Rewrite the items from the line containing "Exercise. Annotate the interior" through the end of the items, inclusive, replacing "loveseat" with "sofa" and leaving everything else unchanged.

◆ Dataset entries
>>>>

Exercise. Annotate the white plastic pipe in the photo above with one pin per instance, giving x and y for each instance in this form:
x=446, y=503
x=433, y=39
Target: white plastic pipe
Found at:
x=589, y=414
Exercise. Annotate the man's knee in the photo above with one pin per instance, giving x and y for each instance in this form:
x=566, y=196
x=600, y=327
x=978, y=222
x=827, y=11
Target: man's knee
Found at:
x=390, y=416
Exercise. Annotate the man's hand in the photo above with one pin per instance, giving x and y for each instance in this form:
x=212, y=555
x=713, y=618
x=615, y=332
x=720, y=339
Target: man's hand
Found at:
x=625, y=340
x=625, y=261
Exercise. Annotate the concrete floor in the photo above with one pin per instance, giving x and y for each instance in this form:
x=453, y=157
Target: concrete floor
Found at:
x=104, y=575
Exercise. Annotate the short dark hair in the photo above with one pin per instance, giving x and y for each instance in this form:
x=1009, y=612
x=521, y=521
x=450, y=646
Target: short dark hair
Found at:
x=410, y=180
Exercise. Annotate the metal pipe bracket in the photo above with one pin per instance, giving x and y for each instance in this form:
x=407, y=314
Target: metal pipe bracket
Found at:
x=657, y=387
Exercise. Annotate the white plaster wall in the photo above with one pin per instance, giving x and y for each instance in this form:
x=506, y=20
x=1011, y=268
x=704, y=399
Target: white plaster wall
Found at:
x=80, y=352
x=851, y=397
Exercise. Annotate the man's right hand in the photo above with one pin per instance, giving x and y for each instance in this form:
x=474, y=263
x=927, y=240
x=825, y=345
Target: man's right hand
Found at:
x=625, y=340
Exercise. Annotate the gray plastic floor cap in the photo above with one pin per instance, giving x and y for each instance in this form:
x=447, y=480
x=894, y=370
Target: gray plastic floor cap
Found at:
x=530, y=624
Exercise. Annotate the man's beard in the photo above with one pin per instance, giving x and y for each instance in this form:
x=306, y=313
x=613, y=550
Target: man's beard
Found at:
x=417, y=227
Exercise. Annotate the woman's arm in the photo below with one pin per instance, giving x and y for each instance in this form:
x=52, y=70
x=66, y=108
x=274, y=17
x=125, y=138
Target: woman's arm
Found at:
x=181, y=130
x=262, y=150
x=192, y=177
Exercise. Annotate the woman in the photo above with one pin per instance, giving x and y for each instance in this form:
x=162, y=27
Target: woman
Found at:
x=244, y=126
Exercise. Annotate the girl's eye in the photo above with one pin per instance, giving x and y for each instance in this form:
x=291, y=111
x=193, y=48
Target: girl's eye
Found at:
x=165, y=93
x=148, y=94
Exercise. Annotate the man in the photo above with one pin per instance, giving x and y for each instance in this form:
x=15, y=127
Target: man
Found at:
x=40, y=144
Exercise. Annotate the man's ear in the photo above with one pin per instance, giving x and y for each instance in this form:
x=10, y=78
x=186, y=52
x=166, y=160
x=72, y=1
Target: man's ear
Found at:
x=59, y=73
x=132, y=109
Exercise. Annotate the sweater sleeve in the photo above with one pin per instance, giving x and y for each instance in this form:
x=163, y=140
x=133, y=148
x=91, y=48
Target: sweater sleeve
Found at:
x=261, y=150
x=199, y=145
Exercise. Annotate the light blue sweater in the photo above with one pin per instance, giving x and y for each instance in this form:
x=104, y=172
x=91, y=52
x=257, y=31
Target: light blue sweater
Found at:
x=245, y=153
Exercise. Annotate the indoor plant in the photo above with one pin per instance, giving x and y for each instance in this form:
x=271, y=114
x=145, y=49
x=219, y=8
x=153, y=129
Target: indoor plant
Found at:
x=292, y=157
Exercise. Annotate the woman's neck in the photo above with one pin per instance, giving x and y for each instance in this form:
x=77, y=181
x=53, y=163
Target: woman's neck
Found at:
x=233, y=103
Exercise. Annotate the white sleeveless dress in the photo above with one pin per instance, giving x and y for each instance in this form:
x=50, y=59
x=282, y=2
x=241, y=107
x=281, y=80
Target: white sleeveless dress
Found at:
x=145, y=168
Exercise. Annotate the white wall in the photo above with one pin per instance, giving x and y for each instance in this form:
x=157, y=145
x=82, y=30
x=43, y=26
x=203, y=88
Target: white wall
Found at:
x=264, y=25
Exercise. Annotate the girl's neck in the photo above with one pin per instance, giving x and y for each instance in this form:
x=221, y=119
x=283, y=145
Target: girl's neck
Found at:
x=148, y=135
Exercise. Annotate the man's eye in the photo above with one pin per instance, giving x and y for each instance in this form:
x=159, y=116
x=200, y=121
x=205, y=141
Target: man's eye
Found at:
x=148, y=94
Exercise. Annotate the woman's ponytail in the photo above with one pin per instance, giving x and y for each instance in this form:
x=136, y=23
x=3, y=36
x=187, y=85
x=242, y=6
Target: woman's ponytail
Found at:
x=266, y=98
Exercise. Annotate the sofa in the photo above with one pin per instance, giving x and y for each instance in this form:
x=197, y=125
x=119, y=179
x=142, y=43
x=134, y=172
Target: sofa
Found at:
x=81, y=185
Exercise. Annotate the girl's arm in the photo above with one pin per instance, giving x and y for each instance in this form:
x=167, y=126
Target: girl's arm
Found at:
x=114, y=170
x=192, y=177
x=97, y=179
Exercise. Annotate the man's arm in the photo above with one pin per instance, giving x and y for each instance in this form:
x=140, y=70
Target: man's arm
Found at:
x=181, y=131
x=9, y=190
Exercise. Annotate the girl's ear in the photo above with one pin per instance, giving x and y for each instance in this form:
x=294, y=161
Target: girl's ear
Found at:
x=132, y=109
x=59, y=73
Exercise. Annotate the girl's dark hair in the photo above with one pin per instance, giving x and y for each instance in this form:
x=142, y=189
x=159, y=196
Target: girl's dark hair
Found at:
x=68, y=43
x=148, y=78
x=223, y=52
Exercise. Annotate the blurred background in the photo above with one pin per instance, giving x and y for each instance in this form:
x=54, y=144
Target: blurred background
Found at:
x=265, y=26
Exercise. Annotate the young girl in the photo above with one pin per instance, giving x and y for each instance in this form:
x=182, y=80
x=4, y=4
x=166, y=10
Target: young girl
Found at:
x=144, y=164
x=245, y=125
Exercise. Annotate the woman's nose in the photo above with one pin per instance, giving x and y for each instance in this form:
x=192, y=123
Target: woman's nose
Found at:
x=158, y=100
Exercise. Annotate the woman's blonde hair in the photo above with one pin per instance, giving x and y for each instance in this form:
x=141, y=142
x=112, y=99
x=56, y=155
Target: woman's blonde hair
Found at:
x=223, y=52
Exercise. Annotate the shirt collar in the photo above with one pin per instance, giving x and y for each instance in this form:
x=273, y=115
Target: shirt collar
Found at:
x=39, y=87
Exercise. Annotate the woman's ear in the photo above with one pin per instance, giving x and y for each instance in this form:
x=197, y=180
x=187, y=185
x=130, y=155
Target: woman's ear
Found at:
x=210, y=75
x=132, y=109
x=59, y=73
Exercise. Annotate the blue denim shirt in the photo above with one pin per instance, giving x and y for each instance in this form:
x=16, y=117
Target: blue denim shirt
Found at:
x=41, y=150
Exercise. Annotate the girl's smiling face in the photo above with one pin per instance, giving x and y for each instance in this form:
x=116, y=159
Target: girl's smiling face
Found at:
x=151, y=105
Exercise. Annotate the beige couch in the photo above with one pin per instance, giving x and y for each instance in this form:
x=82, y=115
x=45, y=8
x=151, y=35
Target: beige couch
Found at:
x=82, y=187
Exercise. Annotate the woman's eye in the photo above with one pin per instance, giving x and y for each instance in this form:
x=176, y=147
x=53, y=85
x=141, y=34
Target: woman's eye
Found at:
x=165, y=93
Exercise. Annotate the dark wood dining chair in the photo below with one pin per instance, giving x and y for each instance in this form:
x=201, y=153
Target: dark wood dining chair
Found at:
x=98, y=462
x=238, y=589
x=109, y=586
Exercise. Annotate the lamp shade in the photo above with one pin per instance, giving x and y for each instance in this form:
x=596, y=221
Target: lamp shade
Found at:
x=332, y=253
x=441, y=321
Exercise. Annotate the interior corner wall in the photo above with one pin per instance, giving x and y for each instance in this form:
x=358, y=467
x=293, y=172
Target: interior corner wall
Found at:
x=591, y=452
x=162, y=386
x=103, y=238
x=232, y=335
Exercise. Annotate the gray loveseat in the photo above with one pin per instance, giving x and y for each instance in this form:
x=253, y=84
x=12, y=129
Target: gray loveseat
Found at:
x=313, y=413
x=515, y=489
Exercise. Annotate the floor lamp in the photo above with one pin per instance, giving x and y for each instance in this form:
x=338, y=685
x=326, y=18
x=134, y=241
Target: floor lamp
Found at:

<<<<

◆ Written response
Exercise. Annotate the interior corner wall in the photo above with one pin per instance, giving x and y for each instance in this form:
x=358, y=467
x=293, y=172
Target: interior corner wall
Found at:
x=591, y=452
x=162, y=386
x=103, y=238
x=232, y=335
Exercise. Annotate the gray sofa in the photo above with one pin per instance, giving x and y for each instance in this form:
x=253, y=84
x=12, y=129
Target: gray sofa
Found at:
x=313, y=413
x=515, y=489
Exercise. Annotate the floor lamp in the photo above with one pin per instance, giving x and y for each instance in this form:
x=338, y=685
x=326, y=18
x=134, y=241
Target: floor lamp
Found at:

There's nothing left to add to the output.